Your goal: Please reproduce verbatim everything from the line containing "of the shoreline" down to the end of the records, both ends included, and leave the pictures out of your answer.

Input rows:
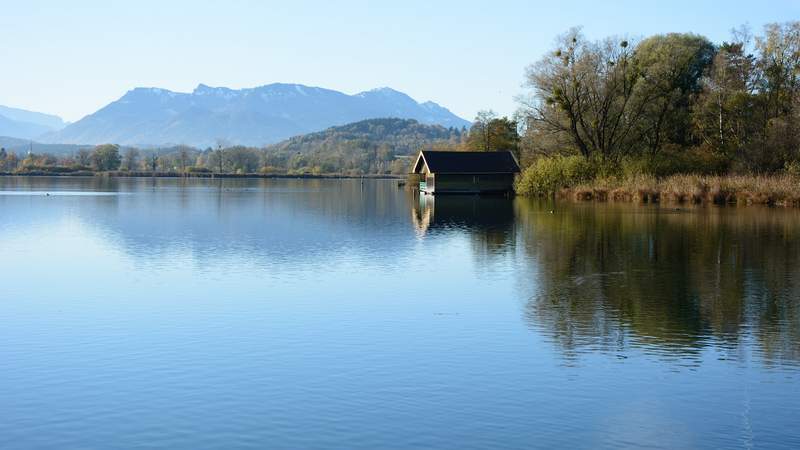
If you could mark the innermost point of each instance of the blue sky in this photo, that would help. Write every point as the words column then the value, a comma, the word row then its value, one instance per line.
column 71, row 58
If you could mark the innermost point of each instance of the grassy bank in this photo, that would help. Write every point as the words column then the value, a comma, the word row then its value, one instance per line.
column 576, row 178
column 774, row 190
column 141, row 174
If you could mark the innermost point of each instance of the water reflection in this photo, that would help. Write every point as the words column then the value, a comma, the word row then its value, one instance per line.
column 341, row 314
column 671, row 281
column 487, row 220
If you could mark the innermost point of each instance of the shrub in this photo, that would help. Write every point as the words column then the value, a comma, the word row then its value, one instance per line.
column 550, row 174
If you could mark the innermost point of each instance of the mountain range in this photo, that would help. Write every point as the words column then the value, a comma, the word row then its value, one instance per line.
column 254, row 116
column 23, row 124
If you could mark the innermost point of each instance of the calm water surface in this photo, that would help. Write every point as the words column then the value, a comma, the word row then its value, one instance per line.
column 141, row 313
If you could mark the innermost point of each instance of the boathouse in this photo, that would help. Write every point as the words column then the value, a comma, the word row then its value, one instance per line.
column 465, row 172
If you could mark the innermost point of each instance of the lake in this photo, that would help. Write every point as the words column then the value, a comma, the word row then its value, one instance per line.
column 336, row 314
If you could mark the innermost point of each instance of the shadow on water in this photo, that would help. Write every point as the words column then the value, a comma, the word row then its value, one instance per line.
column 669, row 281
column 487, row 220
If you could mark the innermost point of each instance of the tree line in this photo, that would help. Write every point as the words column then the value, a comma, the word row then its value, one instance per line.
column 674, row 101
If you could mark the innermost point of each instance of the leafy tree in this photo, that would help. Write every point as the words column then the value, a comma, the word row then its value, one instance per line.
column 584, row 94
column 106, row 157
column 670, row 70
column 130, row 161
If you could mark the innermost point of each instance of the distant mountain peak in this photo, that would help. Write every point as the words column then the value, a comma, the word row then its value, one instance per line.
column 260, row 115
column 21, row 123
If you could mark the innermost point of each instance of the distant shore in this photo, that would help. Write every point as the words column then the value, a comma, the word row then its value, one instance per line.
column 768, row 190
column 123, row 174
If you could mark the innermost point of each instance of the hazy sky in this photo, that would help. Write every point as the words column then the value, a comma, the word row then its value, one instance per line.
column 72, row 57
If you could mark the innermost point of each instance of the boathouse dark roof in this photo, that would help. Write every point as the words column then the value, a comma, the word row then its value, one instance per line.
column 467, row 162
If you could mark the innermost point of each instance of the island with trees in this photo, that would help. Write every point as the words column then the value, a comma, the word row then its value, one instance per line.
column 671, row 117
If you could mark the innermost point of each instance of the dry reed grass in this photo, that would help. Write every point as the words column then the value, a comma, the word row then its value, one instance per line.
column 775, row 190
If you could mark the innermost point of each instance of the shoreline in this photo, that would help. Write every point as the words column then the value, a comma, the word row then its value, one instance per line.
column 201, row 175
column 774, row 191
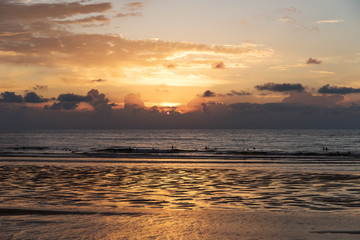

Exercise solution:
If you could mark the innermost point of each instance of the shoreline in this photo, that would help. Write every point as the words column then the value, a comma, the word row then its value, one instance per line.
column 201, row 175
column 774, row 191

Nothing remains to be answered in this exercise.